Exercise directions
Please return every line below that contains the word "dirt", matching its case exactly.

*** Information shown

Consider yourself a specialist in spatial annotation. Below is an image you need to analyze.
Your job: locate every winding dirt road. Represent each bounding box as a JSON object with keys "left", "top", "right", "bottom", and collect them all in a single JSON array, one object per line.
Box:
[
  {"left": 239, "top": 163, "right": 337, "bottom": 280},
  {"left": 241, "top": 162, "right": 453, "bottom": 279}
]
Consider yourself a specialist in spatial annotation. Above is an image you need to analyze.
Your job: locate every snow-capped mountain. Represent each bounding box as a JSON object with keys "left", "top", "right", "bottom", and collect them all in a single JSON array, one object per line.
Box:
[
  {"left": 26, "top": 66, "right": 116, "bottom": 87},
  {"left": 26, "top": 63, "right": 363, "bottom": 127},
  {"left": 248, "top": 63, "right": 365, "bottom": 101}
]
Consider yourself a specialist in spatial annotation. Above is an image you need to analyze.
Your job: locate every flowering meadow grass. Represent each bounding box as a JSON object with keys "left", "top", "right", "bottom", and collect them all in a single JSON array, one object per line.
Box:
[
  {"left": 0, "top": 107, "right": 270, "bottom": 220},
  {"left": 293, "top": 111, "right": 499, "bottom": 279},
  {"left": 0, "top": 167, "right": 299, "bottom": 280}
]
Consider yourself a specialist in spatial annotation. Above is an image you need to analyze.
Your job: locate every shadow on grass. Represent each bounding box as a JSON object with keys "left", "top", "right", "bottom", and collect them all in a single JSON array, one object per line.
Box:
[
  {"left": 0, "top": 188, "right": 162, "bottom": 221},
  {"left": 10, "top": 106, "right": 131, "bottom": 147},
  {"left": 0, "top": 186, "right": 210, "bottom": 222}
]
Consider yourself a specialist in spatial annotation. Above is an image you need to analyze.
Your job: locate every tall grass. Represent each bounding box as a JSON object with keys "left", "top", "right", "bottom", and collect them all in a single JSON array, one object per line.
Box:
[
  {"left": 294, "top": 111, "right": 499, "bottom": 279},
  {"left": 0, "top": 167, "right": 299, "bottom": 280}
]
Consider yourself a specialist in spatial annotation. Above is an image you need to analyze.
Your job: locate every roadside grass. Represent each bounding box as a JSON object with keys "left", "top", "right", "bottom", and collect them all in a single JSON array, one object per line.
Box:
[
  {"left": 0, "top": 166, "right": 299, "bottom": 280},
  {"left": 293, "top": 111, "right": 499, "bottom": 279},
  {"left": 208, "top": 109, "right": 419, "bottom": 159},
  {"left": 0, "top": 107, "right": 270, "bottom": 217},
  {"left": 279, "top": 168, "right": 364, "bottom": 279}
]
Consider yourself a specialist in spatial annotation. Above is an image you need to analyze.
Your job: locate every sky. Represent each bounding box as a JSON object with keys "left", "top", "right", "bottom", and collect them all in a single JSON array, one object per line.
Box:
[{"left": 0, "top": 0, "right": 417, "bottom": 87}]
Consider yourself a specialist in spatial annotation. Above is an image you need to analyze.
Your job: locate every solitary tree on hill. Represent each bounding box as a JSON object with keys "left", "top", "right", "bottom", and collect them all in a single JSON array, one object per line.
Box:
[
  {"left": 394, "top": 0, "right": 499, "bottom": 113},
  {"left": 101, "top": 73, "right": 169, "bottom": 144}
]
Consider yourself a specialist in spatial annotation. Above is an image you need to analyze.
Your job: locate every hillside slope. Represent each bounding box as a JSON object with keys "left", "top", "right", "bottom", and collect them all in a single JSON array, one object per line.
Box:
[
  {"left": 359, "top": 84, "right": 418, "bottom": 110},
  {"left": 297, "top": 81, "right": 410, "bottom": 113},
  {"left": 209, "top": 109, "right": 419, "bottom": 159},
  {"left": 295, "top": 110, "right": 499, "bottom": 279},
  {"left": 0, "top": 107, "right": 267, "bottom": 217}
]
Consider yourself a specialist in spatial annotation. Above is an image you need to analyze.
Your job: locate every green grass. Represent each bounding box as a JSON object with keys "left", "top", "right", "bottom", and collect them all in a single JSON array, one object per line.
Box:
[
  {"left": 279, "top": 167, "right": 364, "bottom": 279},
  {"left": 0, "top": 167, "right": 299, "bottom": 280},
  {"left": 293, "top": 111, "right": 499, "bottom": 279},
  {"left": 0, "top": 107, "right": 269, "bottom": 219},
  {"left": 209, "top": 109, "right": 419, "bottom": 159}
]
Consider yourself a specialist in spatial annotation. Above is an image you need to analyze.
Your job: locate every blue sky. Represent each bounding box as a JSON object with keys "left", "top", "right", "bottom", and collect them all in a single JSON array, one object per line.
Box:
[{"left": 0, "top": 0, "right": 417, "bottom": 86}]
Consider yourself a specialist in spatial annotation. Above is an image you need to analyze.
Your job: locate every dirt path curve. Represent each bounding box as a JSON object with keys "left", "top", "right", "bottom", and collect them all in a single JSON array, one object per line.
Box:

******

Task result
Your job: locate every winding dirt road. Represent each bounding box as a JSON object with keys "left", "top", "right", "bottom", and collect them all in a single JSON array, one object per line.
Your job: locate every dirt path curve. Represent each bounding box as a JSON object with keys "left", "top", "right", "bottom", and collect them all in a single JSON array, one object per line.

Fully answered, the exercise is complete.